The task: Nothing is needed except the lines below that run from the one with "point at the small potted plant" through the one with "point at the metal stool", repeated exactly.

Information supplied:
== == ==

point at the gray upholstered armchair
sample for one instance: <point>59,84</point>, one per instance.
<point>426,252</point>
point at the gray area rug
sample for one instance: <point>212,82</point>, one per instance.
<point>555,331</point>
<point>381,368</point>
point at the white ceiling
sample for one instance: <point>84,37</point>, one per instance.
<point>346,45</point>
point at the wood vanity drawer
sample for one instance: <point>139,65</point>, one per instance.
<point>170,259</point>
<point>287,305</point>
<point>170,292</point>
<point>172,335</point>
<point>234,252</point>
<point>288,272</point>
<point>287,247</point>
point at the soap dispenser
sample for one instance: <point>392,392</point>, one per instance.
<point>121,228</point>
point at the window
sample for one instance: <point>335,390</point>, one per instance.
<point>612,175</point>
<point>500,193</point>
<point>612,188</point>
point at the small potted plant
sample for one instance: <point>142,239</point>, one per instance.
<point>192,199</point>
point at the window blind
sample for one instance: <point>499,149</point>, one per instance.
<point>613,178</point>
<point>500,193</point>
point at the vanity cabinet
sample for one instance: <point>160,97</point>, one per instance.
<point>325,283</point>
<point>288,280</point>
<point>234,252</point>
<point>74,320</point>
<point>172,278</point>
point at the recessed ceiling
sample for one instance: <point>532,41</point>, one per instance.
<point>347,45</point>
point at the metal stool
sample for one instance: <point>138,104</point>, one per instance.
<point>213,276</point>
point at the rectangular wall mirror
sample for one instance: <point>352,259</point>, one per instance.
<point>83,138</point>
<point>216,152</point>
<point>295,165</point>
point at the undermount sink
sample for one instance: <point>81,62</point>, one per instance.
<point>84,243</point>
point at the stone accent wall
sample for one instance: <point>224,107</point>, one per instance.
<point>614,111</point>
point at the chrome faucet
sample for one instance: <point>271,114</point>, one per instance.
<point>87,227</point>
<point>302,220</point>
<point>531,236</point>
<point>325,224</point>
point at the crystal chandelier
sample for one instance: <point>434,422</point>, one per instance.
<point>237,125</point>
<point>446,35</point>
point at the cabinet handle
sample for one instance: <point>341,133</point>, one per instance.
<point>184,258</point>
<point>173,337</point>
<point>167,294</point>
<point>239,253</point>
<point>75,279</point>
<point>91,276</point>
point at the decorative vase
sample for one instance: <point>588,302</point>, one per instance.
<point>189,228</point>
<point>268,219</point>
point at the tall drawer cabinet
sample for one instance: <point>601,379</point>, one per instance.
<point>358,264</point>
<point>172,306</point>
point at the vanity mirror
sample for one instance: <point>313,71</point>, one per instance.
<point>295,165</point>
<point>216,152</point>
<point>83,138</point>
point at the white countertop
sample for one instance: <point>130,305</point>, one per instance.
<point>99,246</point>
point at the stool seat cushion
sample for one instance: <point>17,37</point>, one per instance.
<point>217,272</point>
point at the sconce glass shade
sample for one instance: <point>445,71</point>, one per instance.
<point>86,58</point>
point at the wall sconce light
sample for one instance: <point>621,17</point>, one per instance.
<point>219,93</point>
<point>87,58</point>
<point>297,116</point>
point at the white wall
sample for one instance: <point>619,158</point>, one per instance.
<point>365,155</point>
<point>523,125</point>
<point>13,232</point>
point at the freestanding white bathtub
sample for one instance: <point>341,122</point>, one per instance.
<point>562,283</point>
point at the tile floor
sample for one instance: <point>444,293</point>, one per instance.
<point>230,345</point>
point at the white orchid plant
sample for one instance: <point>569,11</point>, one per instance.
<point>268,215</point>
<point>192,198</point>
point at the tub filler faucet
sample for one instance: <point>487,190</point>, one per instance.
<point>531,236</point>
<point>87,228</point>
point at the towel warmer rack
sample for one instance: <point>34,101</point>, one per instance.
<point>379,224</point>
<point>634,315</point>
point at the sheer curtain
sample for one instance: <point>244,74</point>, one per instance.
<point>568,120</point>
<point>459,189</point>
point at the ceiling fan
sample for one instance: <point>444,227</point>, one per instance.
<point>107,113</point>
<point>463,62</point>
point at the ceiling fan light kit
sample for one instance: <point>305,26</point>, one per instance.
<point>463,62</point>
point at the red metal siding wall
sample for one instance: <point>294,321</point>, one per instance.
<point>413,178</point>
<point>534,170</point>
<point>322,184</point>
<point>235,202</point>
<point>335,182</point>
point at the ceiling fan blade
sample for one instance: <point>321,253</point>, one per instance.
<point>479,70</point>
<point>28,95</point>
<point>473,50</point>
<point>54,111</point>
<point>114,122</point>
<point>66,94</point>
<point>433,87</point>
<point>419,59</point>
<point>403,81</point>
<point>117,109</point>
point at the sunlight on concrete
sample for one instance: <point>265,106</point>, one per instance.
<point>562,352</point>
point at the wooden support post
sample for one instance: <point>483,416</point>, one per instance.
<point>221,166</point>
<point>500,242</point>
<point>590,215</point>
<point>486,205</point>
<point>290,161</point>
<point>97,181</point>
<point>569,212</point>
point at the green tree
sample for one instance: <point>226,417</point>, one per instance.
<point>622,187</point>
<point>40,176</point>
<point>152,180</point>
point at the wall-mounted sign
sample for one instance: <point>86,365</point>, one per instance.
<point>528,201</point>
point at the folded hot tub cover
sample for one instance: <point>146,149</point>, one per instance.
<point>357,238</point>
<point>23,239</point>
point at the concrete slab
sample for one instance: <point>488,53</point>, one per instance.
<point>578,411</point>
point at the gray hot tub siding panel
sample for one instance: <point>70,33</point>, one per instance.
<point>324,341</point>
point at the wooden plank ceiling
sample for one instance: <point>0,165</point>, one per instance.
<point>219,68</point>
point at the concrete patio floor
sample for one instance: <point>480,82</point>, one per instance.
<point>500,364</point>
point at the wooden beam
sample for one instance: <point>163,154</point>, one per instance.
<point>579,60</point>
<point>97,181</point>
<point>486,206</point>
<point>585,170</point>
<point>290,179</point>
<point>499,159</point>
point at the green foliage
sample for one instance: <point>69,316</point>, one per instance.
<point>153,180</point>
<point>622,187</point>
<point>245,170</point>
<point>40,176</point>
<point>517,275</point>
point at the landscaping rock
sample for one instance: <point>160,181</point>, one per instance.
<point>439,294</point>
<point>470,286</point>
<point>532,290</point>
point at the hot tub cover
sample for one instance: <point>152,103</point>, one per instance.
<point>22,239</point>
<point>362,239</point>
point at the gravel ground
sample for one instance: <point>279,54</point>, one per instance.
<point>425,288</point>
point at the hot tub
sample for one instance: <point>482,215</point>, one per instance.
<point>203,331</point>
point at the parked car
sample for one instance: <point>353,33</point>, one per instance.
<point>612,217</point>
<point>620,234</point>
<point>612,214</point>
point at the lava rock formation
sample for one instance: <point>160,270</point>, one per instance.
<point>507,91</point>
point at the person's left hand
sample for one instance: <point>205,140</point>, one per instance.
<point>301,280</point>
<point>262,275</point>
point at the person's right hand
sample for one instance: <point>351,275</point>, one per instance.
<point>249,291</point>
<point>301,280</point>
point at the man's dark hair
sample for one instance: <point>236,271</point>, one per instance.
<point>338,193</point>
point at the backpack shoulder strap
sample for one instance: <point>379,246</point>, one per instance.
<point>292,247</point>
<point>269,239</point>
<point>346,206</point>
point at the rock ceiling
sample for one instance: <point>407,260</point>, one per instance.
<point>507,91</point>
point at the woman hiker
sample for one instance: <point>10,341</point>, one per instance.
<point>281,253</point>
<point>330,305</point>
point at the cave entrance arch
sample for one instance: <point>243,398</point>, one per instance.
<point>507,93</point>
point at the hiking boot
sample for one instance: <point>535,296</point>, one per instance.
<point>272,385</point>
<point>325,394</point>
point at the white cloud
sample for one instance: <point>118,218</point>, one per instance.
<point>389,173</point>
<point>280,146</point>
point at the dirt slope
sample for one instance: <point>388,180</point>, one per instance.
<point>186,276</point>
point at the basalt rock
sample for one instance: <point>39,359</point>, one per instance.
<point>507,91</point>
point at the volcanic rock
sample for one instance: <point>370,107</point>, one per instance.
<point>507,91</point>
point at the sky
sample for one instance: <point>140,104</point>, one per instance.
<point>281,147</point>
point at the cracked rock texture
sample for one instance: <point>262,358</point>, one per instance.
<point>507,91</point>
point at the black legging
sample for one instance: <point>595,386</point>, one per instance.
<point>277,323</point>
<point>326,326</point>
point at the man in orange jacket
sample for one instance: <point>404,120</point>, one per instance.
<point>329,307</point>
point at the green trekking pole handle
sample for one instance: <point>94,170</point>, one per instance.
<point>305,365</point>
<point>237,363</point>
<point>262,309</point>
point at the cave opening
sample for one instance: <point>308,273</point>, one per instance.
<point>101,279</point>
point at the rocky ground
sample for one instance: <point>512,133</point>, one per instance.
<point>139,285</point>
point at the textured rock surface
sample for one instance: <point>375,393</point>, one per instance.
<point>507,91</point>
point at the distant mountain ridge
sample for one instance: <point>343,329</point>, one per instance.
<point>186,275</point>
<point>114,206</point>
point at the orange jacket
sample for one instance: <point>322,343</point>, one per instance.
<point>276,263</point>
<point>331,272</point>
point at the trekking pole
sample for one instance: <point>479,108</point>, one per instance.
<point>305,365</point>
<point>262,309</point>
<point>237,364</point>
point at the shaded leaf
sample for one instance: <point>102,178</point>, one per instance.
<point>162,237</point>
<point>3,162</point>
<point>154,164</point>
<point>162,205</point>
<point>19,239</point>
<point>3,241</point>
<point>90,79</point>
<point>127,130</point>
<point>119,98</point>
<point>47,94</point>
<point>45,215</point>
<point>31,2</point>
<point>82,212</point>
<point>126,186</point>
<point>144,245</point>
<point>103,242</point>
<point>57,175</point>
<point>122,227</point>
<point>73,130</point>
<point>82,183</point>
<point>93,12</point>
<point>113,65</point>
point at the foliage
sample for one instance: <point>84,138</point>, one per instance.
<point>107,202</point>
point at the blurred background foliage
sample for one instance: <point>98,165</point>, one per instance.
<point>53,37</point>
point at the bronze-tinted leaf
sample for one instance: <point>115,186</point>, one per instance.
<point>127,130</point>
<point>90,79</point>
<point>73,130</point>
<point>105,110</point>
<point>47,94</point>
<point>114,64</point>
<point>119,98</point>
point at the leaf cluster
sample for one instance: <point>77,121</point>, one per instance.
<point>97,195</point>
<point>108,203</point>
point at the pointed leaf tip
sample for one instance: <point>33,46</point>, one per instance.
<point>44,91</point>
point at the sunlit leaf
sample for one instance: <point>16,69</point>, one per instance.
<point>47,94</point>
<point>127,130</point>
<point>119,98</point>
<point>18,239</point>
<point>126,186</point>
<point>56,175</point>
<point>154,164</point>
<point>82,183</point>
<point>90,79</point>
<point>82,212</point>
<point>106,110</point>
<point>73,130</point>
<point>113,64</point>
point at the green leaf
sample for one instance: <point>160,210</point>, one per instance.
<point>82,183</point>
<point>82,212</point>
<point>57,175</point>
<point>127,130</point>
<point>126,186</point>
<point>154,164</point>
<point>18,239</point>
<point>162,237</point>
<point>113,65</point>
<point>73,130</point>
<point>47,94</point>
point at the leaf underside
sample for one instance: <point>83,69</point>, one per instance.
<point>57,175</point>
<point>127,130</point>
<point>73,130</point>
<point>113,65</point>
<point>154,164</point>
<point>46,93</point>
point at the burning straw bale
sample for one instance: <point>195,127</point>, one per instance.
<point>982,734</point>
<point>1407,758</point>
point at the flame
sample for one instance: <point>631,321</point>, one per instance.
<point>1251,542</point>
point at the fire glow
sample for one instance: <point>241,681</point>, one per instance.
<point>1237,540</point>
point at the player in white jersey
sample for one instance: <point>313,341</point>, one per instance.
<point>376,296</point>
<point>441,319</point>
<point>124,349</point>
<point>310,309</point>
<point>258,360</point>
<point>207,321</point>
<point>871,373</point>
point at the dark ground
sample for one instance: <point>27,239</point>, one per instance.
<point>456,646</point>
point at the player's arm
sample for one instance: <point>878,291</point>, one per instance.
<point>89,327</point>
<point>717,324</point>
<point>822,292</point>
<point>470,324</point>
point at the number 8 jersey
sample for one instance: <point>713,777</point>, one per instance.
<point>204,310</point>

== == ==

Answer box:
point at the small potted plant
sample for one instance: <point>142,239</point>, one per instance.
<point>192,199</point>
point at the window blind
sample for one instance: <point>499,149</point>, one per instance.
<point>613,178</point>
<point>500,193</point>
point at the vanity cabinet
sample for one instance: <point>160,97</point>, one per instance.
<point>325,283</point>
<point>288,280</point>
<point>234,252</point>
<point>74,320</point>
<point>172,278</point>
point at the recessed ceiling
sample for one instance: <point>532,41</point>, one per instance.
<point>347,45</point>
point at the metal stool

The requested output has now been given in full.